**DIRECTION:** Reproduce every one of the entries below word for word, keeping them in the same order.
============
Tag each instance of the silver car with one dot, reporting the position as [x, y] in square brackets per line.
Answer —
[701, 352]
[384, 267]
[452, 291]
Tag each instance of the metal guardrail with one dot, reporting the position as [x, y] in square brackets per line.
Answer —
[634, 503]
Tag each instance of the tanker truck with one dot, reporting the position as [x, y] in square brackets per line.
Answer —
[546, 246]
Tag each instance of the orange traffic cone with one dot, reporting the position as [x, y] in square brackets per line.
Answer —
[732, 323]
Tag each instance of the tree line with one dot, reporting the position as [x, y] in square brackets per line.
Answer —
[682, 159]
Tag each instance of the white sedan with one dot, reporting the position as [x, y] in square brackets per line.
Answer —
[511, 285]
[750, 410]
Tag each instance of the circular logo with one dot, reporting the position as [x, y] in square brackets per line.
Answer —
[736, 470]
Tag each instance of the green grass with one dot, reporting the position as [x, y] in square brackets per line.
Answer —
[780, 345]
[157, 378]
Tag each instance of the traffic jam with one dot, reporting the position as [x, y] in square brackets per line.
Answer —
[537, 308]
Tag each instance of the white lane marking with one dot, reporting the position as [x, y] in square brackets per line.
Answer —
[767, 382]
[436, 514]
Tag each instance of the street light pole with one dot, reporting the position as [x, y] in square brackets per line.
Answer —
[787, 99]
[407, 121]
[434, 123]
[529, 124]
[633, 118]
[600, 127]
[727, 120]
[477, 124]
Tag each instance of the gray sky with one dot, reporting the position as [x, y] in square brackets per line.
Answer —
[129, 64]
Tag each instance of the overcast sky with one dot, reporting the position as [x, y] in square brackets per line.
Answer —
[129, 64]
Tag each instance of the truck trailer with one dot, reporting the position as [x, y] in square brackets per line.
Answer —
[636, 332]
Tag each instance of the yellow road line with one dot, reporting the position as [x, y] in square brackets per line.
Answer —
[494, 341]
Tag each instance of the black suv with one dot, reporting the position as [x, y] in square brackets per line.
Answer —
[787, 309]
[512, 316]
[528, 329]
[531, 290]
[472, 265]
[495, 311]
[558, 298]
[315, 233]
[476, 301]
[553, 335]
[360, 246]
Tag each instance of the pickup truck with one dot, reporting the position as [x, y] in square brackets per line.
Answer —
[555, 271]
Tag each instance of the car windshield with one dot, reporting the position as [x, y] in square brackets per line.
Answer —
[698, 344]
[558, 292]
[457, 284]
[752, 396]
============
**SOLUTION TO THIS TASK:**
Tag each instance of the silver car with one dot, reporting the position as [x, y] in square brackets per line.
Answer —
[701, 352]
[384, 267]
[452, 291]
Tag each instance of the metal guardrail with one dot, reporting the position as [x, y] in square brackets per line.
Answer —
[634, 503]
Tag each instance of the tanker truck with one dot, reporting the position as [x, y] in square brackets per line.
Answer —
[546, 246]
Tag each instance of the orange traffic cone with one dot, reporting the position as [x, y] in square brackets per line.
Answer —
[732, 323]
Tag each instance of the tree line with one dot, reporting the position as [x, y] in square brackets per line.
Answer —
[682, 159]
Tag each instance of the white sedan with one dot, reporting the position as [x, y] in square brackets per line.
Answer —
[511, 285]
[750, 410]
Tag each instance of the circular logo with one dot, reporting the position as [x, y] in square brackets per line.
Answer —
[736, 470]
Tag each instance of the green grass with one dot, reporting the position as [x, y] in square brackets per line.
Answer —
[780, 345]
[157, 378]
Tag each instance of the traffic jam with one dot, reporting the position as [x, y] in square brackets per line.
Answer —
[537, 308]
Tag each instance of the white lane marking with one dot, reporting the position as [x, y] in square brackets per line.
Answer —
[767, 382]
[436, 514]
Tag each instance of the street light pole with one dot, reporting the position as [x, y] in square brackets per line.
Answer —
[787, 99]
[407, 121]
[434, 123]
[529, 124]
[633, 118]
[600, 127]
[727, 120]
[477, 124]
Tag each instance of the gray sky with one dot, reporting the position as [x, y] in square brackets per line.
Answer —
[129, 64]
Tag each instance of the overcast sky with one dot, reporting the position as [x, y] in square brackets per line.
Answer —
[129, 64]
Tag each instance of the truck trailer with one dot, reporting the position as [x, y] in square brackets per line.
Answer —
[636, 332]
Tag each instance of the yellow road line with one dot, reporting the position as [x, y] in square brackets per line.
Answer —
[494, 341]
Tag each instance of the black suv with one dot, reporting the position as [x, y] in square brackets per line.
Answer —
[787, 309]
[512, 316]
[528, 329]
[531, 290]
[472, 265]
[495, 311]
[558, 298]
[315, 233]
[476, 301]
[553, 335]
[360, 246]
Tag each instance of the pickup truck with one dot, reporting the position as [x, y] in square brackets per line.
Answer —
[555, 271]
Tag each instance of the car windshield with one dot, reporting the position as [x, y] in square brackets per line.
Answer —
[698, 344]
[558, 292]
[457, 284]
[752, 396]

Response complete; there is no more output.